Je trouve une famille

Par la suite, j’ai appris que le frère de Paschalia avait été tué dans une escarmouche de francs-tireurs. Je suis allé voir les membres de sa famille pour les réconforter mais, pour finir, ce sont eux qui m’ont réconforté à l’aide des Écritures. Je suis revenu chez eux pour entendre d’autres pensées consolantes tirées de la Bible et, très rapidement, j’ai rejoint un petit groupe de Témoins de Jéhovah qui se réunissaient en cachette pour étudier et pratiquer leur culte. Malgré l’ostracisme dont les Témoins étaient l’objet, j’étais déterminé à continuer de les fréquenter.

J’ai trouvé parmi ces chrétiens humbles ce qui me manquait : la chaleur et l’affection d’une famille. Ils m’ont apporté le soutien spirituel dont j’avais tant besoin. J’ai trouvé en eux des amis désintéressés et attentionnés, prêts à m’aider et à me consoler (2 Corinthiens 7:5-7). Surtout, ils m’ont aidé à m’approcher de Jéhovah, à qui je songeais désormais comme à mon Père céleste. J’étais très attiré par ses qualités, particulièrement son amour, sa compassion, son intérêt sincère (Psaume 23:1-6). J’avais enfin trouvé une famille spirituelle ainsi qu’un Père plein d’amour ! Mon cœur était touché. Rapidement, j’ai voulu me vouer à Jéhovah, puis je me suis fait baptiser en septembre 1945.

Grâce aux réunions chrétiennes, j’ai non seulement augmenté ma connaissance mais aussi approfondi ma foi. Comme il n’y avait pas de moyens de transport, plusieurs d’entre nous avions l’habitude de parcourir plus de six kilomètres à pied depuis notre village jusqu’au lieu de réunion. Durant le trajet, nous avions des discussions spirituelles que je n’oublierai jamais. À la fin de 1945, quand j’ai appris que cela était possible, je suis devenu pionnier (évangélisateur à plein temps). De solides relations avec Jéhovah étaient essentielles, car ma foi et mon intégrité seraient bientôt éprouvées à l’extrême.

----------

▶ [L'EXERCICE]
Répondez à ces questions sur le récit ci-dessus :
(a) De quelle façon le frère de Paschalia a-t-il été tué ?
(b) En quel mois et en quelle année a eu lieu le baptême raconté dans le texte ?
(c) Quelle distance le petit groupe faisait-il à pied pour aller de son village jusqu'au lieu de réunion ?

----------

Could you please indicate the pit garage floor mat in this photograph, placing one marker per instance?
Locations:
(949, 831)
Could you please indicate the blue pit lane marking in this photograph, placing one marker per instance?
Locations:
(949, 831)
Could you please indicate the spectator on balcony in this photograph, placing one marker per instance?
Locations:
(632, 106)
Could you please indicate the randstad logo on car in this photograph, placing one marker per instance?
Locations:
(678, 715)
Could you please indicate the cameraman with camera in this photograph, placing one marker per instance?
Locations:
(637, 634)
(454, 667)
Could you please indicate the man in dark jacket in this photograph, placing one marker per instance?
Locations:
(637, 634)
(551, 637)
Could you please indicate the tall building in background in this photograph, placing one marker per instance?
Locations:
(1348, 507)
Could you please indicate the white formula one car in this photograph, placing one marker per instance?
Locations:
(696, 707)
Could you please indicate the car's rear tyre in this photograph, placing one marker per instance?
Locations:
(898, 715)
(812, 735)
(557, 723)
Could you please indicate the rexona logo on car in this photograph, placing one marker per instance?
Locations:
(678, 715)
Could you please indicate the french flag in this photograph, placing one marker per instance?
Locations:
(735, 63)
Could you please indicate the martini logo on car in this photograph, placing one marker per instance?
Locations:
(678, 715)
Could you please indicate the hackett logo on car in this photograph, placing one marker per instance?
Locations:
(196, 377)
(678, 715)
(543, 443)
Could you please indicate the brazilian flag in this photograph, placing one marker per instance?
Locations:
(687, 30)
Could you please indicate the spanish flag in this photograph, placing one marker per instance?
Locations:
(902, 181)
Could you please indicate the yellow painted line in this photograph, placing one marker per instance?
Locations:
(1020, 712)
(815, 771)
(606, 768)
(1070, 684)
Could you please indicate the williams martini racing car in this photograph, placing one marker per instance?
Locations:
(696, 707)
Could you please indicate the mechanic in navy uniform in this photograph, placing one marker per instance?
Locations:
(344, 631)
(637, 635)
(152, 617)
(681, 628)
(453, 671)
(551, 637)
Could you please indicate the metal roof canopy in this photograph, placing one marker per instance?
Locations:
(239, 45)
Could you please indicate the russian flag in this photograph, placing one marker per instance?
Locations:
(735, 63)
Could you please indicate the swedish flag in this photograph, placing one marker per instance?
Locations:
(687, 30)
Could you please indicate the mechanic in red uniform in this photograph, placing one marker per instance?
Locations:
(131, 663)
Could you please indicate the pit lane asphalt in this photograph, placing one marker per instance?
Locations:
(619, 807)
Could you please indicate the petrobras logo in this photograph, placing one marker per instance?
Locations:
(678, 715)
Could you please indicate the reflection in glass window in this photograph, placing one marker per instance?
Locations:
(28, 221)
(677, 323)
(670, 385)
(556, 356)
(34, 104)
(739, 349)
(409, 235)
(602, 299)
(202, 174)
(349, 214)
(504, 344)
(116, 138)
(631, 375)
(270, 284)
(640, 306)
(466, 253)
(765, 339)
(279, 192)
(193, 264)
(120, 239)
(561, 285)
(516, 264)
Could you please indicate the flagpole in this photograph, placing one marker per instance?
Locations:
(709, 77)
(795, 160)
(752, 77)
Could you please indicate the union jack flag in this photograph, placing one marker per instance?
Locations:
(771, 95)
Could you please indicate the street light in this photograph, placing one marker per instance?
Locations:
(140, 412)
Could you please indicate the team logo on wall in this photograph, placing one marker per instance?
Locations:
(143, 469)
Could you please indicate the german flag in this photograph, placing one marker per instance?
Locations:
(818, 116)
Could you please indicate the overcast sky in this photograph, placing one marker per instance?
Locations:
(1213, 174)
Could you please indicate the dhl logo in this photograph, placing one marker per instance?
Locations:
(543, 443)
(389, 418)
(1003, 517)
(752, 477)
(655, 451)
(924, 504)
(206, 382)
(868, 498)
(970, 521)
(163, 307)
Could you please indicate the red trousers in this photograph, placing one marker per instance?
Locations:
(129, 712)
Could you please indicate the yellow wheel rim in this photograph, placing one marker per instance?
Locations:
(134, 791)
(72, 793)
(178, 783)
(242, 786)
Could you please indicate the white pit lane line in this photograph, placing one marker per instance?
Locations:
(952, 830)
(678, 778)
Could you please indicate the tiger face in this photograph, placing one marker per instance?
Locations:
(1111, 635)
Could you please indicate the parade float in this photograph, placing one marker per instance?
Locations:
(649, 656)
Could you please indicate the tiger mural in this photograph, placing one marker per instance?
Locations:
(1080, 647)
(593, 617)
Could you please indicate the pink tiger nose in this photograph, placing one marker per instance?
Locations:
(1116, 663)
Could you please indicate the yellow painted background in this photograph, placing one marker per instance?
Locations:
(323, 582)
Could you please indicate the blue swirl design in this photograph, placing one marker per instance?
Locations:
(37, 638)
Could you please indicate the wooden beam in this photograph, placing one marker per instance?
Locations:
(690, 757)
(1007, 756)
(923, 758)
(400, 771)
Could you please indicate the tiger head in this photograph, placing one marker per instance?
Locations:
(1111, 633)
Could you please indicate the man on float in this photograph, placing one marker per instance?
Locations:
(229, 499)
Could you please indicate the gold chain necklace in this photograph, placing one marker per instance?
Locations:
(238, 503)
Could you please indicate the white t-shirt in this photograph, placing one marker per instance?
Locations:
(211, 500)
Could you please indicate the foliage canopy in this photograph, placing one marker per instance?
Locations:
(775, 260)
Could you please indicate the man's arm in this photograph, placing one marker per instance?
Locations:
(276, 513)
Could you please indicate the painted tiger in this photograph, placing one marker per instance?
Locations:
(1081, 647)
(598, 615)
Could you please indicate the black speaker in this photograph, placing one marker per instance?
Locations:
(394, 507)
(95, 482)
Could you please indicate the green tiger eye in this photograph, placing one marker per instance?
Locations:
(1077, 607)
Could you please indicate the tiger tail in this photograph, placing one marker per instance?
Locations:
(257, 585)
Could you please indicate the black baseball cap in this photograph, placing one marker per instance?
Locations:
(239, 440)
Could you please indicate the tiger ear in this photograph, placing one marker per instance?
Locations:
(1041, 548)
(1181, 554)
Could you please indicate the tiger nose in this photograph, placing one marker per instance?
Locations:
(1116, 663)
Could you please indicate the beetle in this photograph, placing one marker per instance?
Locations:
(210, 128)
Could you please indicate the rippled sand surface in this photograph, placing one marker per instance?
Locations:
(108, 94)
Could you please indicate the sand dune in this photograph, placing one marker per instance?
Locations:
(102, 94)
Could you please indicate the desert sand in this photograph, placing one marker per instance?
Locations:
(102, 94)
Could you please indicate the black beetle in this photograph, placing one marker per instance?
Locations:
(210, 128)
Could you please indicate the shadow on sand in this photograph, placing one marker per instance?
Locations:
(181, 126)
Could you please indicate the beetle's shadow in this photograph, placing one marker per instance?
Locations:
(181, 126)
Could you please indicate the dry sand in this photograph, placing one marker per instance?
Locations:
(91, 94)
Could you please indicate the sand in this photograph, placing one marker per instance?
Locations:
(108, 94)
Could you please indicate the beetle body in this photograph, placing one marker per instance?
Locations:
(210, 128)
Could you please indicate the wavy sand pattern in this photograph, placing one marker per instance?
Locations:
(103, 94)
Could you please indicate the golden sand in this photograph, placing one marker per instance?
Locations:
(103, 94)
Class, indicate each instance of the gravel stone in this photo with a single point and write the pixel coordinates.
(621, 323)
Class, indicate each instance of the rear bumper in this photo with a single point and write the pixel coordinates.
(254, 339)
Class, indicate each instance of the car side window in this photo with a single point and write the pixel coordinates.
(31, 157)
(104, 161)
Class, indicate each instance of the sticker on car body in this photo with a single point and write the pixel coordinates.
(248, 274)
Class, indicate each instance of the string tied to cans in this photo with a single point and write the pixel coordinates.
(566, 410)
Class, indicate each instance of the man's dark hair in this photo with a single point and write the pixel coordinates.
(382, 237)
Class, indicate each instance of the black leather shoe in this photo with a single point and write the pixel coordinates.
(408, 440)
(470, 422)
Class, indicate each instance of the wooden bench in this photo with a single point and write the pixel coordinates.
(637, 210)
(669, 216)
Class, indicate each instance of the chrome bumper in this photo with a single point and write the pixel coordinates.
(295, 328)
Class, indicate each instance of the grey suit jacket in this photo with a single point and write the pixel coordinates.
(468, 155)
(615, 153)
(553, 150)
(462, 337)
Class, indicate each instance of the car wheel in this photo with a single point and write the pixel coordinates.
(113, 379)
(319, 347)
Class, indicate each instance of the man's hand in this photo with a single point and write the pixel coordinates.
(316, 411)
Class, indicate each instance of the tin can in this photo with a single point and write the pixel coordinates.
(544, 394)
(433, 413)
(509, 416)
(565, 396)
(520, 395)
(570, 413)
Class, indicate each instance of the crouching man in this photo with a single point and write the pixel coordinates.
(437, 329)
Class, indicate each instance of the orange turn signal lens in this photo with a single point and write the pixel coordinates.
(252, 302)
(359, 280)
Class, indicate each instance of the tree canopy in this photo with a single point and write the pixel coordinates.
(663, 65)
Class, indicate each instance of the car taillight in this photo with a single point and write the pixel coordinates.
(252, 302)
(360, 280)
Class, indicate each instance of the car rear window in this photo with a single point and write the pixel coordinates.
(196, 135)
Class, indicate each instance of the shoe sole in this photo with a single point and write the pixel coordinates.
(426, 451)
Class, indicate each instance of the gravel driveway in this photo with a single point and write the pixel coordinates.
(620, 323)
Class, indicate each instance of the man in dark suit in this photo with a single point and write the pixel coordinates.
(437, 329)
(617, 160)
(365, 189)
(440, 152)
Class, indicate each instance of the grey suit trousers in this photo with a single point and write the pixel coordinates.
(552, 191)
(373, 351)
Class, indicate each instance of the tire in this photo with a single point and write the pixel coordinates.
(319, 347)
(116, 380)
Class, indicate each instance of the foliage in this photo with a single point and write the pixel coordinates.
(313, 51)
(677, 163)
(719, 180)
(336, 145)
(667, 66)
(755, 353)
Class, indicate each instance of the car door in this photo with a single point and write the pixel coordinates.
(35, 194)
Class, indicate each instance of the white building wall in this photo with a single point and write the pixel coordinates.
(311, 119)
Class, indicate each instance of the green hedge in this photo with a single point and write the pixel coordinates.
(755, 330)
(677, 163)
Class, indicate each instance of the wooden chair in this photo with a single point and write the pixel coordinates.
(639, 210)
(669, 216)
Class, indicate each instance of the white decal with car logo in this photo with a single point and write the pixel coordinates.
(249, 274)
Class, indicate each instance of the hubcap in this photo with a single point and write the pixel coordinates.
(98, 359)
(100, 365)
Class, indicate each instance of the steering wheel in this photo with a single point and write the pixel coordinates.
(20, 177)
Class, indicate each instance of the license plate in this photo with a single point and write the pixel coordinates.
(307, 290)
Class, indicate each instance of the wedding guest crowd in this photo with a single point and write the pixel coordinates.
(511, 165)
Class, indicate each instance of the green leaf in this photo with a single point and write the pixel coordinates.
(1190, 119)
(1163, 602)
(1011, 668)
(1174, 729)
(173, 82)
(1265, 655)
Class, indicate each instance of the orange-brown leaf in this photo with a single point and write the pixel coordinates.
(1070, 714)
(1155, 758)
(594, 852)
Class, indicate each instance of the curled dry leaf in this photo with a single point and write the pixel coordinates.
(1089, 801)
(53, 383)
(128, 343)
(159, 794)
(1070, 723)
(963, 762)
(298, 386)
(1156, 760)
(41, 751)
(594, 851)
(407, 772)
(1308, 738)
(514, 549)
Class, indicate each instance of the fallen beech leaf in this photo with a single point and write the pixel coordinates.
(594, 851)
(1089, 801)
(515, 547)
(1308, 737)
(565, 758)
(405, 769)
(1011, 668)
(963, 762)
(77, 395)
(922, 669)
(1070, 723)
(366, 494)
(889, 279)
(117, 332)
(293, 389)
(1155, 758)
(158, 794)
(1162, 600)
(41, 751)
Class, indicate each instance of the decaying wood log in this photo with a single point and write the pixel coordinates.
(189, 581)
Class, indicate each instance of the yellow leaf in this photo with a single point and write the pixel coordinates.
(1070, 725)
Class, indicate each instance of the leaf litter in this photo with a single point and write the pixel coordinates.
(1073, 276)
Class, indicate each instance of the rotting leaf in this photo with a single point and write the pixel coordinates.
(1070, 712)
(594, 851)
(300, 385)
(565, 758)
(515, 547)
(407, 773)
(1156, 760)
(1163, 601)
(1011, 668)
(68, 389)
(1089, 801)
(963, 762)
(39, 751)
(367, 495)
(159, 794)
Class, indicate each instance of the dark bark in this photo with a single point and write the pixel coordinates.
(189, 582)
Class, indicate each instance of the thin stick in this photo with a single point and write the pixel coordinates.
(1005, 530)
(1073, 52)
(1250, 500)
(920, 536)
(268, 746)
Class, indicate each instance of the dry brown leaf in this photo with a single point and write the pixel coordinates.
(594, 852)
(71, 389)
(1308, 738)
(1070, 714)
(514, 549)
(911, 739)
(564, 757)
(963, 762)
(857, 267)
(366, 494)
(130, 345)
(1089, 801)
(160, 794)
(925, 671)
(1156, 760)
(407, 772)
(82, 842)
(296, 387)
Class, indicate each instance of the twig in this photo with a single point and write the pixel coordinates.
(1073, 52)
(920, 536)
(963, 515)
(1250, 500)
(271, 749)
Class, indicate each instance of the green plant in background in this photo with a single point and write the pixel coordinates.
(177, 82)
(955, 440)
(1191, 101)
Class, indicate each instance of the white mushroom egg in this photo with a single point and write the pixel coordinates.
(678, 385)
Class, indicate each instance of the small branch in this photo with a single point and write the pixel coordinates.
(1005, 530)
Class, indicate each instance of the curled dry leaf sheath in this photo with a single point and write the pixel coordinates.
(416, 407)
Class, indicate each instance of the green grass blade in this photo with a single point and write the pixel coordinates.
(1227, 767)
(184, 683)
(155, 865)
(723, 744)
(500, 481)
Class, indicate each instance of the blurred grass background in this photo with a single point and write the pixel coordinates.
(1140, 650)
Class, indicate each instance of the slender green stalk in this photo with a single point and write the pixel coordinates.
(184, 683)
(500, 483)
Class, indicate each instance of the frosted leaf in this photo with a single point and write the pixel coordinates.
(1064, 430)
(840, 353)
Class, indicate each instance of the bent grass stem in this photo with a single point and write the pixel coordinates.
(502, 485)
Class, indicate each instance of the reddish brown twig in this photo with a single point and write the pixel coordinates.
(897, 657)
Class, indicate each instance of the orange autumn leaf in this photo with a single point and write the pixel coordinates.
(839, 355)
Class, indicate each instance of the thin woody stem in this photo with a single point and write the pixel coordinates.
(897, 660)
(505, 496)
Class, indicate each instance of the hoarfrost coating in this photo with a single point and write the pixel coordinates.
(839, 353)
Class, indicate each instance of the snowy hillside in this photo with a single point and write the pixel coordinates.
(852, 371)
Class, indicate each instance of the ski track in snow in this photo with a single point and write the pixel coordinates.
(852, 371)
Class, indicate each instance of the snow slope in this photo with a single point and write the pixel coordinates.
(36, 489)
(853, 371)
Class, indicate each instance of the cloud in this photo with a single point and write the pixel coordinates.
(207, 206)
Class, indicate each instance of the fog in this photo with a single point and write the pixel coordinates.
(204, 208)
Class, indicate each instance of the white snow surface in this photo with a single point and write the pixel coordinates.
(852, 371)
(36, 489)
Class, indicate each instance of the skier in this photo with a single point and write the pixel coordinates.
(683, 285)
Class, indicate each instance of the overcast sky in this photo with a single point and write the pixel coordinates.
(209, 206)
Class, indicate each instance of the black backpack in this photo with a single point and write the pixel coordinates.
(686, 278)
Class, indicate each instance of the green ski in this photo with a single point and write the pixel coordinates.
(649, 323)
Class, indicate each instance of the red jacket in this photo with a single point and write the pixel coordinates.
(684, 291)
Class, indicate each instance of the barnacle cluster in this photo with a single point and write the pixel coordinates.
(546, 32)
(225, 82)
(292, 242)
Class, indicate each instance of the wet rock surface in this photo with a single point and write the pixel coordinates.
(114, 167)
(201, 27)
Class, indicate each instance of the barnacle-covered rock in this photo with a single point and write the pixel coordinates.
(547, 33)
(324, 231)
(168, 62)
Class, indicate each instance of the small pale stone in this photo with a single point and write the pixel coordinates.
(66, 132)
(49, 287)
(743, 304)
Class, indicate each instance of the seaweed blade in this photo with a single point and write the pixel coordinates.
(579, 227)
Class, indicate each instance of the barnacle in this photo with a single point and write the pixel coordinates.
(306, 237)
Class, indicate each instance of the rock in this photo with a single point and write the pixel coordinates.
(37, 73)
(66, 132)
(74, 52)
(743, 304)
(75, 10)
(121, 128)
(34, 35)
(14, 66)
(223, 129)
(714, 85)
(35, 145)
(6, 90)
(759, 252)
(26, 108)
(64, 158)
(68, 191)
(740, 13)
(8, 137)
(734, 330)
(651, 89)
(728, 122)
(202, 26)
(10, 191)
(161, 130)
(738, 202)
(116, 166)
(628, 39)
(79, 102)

----------

▶ [RÉPONSE AU PROBLÈME]
(a) Il a été tué dans une escarmouche de francs-tireurs.
(b) En septembre 1945.
(c) Plus de six kilomètres.